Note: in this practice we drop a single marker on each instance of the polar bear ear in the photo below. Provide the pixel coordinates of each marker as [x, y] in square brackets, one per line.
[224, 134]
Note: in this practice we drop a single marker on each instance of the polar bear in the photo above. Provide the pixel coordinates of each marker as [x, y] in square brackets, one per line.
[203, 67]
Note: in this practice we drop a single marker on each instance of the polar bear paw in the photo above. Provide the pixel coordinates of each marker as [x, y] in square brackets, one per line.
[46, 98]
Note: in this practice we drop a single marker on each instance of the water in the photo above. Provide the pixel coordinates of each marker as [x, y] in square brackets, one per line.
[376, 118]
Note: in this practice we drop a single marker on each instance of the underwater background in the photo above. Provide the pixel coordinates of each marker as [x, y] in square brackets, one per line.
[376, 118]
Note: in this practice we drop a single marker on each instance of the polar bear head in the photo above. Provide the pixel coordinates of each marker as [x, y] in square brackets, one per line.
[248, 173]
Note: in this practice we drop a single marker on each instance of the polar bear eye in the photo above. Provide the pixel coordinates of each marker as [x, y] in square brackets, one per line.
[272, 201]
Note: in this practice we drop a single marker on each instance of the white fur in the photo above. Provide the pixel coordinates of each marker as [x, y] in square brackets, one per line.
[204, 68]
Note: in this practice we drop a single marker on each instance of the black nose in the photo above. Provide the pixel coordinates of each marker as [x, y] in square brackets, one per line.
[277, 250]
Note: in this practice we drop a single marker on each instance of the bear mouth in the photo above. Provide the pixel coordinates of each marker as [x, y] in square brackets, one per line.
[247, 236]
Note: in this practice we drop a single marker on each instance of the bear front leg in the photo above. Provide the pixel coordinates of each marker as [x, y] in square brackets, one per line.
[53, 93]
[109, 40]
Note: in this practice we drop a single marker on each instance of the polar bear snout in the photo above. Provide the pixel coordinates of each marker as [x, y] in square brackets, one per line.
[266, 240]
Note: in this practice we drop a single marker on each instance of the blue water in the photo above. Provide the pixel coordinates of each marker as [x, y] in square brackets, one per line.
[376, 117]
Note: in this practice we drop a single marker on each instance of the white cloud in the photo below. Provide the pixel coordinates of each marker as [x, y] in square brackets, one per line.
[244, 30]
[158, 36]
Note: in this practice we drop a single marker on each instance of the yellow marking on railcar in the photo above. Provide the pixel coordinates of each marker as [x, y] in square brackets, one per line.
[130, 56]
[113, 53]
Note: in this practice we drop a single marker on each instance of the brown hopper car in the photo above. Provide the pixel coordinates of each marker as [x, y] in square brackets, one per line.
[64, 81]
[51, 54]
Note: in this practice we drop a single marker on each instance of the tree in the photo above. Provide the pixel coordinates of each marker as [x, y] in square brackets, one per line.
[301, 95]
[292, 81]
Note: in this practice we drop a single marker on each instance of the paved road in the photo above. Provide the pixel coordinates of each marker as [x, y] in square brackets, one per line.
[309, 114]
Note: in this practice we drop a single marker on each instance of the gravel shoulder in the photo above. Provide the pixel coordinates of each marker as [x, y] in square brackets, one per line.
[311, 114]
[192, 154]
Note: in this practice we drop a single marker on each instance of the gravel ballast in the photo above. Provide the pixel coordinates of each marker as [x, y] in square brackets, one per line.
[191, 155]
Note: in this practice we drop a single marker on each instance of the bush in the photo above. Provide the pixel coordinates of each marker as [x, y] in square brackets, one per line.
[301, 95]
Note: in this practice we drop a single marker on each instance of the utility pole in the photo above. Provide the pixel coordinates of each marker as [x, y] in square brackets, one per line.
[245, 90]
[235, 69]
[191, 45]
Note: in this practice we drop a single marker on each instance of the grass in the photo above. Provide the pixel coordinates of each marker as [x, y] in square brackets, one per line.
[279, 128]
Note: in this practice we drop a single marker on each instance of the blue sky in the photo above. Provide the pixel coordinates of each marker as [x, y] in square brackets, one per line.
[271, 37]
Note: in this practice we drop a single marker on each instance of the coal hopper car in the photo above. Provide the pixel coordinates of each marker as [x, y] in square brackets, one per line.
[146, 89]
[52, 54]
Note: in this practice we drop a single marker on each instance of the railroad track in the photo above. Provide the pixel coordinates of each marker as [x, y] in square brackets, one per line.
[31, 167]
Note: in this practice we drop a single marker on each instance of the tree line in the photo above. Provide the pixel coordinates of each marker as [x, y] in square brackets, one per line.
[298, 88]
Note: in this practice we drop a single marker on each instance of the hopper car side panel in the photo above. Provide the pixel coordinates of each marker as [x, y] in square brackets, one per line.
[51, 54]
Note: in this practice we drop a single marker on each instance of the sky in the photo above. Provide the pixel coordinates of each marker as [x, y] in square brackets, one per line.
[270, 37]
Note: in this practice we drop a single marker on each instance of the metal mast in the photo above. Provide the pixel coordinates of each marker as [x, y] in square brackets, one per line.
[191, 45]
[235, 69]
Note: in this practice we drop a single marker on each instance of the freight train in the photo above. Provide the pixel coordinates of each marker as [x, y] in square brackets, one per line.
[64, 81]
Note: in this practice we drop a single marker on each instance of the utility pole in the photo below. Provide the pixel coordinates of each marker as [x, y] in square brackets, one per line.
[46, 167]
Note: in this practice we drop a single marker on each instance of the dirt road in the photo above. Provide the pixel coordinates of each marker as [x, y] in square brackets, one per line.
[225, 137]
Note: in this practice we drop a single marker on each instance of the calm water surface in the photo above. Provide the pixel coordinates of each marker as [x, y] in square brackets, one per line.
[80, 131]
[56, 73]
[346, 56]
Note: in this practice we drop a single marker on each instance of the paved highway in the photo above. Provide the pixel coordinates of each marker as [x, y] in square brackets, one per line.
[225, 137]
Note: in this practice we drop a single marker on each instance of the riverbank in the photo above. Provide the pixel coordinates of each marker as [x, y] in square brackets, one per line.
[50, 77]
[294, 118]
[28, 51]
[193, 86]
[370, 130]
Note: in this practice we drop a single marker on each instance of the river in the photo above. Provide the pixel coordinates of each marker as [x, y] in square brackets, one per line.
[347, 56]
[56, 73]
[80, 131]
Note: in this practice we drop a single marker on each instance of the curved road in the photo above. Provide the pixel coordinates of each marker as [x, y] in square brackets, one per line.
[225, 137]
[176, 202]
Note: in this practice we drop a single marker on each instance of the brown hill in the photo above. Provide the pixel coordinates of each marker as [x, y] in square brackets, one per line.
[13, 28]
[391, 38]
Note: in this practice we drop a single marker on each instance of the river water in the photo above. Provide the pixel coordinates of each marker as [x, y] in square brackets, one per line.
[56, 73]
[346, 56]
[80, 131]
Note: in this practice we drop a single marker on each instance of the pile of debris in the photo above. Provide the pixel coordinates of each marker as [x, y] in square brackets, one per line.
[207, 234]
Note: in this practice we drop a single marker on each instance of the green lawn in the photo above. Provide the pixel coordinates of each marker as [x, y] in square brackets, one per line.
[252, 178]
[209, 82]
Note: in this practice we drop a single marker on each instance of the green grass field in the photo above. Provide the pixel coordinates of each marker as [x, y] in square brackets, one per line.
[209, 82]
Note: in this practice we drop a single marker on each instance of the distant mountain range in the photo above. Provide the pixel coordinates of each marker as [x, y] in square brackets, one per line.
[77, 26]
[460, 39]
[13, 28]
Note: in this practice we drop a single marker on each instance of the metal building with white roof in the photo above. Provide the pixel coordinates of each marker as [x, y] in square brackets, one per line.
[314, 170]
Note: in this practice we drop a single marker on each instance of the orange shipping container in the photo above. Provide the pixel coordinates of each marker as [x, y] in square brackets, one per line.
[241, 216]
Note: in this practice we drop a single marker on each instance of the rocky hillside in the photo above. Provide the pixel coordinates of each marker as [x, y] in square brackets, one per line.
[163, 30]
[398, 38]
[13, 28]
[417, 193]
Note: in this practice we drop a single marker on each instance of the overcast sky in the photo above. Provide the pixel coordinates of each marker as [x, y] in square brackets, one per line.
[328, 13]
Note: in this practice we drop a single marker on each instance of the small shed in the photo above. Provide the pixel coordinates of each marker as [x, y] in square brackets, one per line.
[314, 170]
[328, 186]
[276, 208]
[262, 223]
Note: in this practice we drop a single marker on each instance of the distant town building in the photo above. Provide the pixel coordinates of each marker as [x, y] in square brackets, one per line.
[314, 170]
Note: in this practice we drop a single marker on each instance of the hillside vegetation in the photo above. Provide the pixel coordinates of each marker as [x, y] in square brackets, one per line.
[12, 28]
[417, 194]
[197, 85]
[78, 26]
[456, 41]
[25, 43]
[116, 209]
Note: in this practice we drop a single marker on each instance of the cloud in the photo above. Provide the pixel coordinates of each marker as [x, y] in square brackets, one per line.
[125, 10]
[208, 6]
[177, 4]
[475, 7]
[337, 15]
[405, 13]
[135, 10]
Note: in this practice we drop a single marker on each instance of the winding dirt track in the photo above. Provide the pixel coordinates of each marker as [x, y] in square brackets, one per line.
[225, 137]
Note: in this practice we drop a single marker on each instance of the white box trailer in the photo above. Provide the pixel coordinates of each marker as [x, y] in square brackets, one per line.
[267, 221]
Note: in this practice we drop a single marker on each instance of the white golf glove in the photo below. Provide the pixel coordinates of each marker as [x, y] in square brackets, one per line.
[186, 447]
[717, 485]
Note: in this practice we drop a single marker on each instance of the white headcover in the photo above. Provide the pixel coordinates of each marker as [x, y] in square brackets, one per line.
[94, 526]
-.-.-
▸ **TASK DESCRIPTION**
From the line containing "the white box" to the last line of the material, please quote every line exactly and only those.

▸ **RESPONSE**
Note: in this practice we drop a single marker on each instance of the white box trailer in the photo above. Provide the pixel coordinates of each marker as [x, y] in square brackets, one per line.
[267, 221]
Note: in this practice we drop a single marker on each instance of the white golf glove in the photo below. Provide the pixel coordinates of each marker as [x, y] in square brackets, one per line.
[186, 447]
[717, 485]
Note: in this practice we drop a single marker on each instance of the white headcover in the photo above. Provide the pixel coordinates of each marker as [x, y] in square brackets, one per line.
[94, 526]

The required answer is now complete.